Short problem:
Rewrite the lines of the entries below, starting at the line containing "of the yellow" and ending at the line containing "column 335, row 106", with "yellow glove" replaced by "orange glove" and everything else left unchanged.

Records to process:
╭──
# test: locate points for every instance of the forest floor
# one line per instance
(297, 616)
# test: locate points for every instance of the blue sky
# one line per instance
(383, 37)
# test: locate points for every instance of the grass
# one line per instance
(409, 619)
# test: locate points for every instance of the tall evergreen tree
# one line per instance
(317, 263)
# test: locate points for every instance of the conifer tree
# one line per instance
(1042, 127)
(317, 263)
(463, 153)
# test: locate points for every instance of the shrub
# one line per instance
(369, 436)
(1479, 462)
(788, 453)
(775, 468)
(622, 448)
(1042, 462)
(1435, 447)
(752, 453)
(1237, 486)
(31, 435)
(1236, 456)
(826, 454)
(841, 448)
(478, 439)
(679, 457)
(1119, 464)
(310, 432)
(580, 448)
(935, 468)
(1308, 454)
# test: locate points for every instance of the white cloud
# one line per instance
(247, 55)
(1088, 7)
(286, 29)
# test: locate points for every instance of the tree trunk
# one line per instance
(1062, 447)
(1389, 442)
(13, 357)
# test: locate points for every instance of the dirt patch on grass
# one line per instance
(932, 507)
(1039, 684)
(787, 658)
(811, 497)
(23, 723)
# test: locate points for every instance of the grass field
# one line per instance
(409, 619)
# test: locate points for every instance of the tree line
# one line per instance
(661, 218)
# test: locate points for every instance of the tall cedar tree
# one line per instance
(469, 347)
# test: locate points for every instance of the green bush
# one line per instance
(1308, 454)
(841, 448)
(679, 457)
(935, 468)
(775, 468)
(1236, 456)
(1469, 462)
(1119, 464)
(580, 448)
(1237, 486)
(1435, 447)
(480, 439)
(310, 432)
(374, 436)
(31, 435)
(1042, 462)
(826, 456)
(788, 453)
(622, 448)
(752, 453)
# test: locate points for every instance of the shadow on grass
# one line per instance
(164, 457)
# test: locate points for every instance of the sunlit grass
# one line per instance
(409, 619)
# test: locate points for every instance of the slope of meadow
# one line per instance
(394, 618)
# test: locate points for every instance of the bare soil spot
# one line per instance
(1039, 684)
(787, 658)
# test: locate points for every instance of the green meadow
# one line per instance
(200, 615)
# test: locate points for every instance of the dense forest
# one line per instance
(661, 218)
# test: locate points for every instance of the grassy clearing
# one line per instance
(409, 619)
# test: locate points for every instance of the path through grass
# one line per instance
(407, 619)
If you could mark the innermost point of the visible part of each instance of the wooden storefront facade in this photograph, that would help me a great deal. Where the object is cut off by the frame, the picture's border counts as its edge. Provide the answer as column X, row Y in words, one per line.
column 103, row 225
╰──
╭──
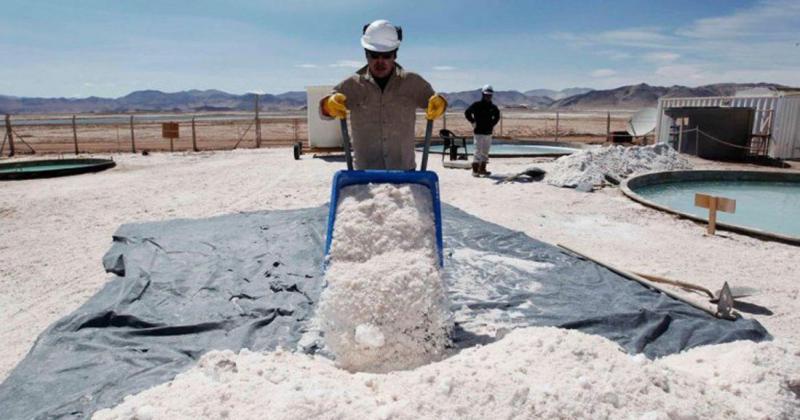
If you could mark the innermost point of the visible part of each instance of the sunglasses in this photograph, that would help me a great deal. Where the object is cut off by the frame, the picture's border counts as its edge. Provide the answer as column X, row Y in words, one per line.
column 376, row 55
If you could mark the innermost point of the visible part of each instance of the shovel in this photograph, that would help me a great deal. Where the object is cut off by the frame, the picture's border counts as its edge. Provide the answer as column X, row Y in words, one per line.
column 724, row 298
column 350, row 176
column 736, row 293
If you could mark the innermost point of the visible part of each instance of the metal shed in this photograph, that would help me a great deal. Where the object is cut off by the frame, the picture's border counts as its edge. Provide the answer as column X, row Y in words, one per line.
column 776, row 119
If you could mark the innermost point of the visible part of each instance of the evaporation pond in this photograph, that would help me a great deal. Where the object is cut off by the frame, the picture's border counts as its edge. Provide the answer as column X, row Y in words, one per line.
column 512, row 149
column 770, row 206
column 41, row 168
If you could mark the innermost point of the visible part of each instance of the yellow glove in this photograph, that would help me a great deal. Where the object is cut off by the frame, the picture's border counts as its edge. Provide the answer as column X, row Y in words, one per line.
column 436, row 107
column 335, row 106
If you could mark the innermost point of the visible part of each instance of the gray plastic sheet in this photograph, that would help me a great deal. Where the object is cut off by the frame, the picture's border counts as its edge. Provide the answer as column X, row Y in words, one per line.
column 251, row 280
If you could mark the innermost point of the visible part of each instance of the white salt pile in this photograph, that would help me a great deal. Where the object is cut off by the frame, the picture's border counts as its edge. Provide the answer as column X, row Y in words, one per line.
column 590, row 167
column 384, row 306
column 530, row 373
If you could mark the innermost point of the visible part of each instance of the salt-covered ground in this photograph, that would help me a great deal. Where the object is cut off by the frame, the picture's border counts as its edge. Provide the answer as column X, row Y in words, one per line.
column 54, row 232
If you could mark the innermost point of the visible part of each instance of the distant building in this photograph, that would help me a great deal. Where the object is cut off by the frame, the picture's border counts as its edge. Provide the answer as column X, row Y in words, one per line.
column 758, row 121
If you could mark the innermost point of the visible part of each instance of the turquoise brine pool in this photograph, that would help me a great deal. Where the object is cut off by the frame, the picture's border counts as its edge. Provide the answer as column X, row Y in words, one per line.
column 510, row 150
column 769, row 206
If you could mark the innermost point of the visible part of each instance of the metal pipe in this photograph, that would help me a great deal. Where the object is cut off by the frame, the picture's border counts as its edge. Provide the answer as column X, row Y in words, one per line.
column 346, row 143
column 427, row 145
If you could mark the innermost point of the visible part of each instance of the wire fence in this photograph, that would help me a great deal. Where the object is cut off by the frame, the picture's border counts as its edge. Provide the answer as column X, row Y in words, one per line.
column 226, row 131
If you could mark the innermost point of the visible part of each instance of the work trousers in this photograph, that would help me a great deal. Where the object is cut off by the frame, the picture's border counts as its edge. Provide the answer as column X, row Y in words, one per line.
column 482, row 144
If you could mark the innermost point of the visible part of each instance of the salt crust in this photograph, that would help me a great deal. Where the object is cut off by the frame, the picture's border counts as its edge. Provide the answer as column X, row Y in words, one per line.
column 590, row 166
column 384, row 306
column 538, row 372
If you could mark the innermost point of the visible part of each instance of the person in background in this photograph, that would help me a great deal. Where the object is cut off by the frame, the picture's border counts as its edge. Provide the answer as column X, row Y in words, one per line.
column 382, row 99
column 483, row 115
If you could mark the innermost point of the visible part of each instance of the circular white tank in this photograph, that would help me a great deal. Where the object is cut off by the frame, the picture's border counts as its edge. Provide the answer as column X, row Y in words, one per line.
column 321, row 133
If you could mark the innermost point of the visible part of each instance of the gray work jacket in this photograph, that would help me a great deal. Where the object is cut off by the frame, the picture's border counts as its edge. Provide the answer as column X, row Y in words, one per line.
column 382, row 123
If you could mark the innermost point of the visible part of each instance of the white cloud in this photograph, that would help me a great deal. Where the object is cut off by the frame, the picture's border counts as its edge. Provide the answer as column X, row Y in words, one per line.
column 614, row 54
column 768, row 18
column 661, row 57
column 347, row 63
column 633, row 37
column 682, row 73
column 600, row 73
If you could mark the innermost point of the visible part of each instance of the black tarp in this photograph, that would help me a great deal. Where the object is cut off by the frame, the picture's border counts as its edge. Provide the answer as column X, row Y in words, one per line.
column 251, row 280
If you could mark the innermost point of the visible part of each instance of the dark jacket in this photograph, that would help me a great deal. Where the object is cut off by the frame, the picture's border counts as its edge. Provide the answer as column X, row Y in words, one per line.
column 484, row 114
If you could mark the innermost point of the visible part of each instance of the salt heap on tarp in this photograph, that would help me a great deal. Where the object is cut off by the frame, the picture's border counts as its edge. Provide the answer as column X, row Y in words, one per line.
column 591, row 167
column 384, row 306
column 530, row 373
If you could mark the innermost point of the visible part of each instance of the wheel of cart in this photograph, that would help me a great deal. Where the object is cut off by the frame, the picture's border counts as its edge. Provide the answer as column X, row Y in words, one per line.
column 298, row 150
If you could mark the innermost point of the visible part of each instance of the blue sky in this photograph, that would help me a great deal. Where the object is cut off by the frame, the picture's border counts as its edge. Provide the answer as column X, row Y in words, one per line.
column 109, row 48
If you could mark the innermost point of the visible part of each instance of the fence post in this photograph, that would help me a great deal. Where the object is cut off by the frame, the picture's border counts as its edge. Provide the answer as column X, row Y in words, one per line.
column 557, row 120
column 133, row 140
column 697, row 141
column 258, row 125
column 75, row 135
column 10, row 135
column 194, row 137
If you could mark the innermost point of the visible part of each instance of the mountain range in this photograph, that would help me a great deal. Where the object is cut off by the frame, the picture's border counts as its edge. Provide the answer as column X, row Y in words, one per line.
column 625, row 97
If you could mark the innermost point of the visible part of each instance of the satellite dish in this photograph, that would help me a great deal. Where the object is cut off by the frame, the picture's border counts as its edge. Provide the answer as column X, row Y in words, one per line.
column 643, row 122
╰──
╭──
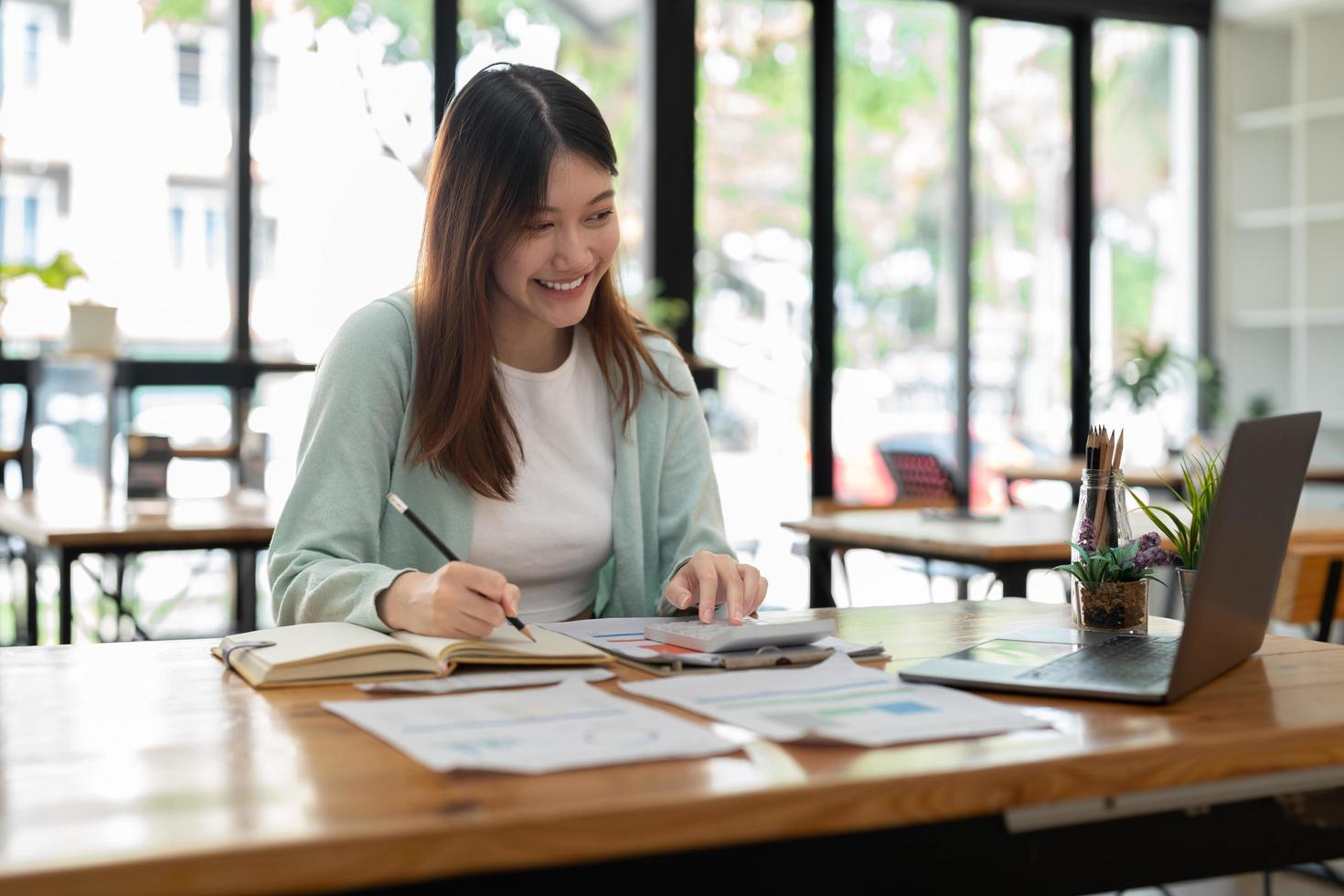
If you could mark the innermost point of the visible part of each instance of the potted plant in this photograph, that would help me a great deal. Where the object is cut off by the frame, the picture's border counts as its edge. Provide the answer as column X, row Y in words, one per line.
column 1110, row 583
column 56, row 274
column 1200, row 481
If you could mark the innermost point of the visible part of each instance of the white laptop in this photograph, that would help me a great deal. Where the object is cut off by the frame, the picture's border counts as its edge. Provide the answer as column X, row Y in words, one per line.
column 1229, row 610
╰──
Final answer:
If you could mark the innermost point of the visible part of each instance of the orange glove in this photograph, that would help me a great deal. Where the object is cut off by the frame, the picture's border counts as its edge. Provide the answer as column X, row Y in words, one per line.
column 436, row 107
column 335, row 106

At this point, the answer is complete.